Fragmento del documento =>
+===+

A partir de ahí, los
fracasos se encadenan uno tras otro con alguna excepción como Canción de cuna para un cadáver de
Robert Aldrich, en el que ella se hizo cargo del papel que Joan Crawford había
rechazado de forma sinuosa al fingir una enfermedad para no volver a coincidir
con Bette Davis después de la batalla campal de ¿Qué fue de Baby Jane?, o la incursión en el cine de terror que se
convirtió en el asilo de actrices maduras de los sesenta en la estimable Una dama atrapada (Lady in a cage), de Walter Grauman, al lado de un juvenil James
Caan.
La última parte de su
carrera, ya en los años setenta, se limitó a intervenir en papeles sin
demasiadas complicaciones, con apariciones estelares en producciones del cine
de catástrofes que, artísticamente, no añadieron nada, pero que aportaban su
legendario nombre como reclamo seguro para la taquilla.

+===+

Datos de entrada =>
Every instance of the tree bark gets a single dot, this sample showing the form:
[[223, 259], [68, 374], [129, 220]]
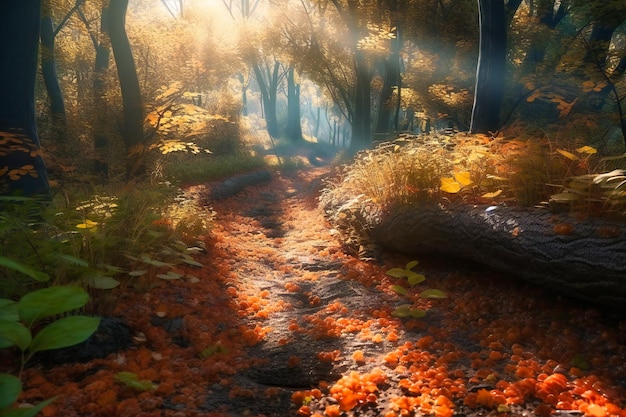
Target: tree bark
[[19, 143], [294, 128], [584, 259], [391, 79], [268, 88], [362, 119], [51, 79], [132, 130], [490, 73], [101, 132]]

+===+

Lista de actividades =>
A: ¿Qué personas aparecen nombradas en el fragmento? Enuméralas todas.
B: Reproduce literalmente el fragmento desde "La última parte" hasta "para la taquilla.".
El material es independiente del fragmento y no guarda relación con él.

Respuestas del ejercicio =>
A: Robert Aldrich, Joan Crawford, Bette Davis, Walter Grauman y James Caan.

B:
La última parte de su
carrera, ya en los años setenta, se limitó a intervenir en papeles sin
demasiadas complicaciones, con apariciones estelares en producciones del cine
de catástrofes que, artísticamente, no añadieron nada, pero que aportaban su
legendario nombre como reclamo seguro para la taquilla.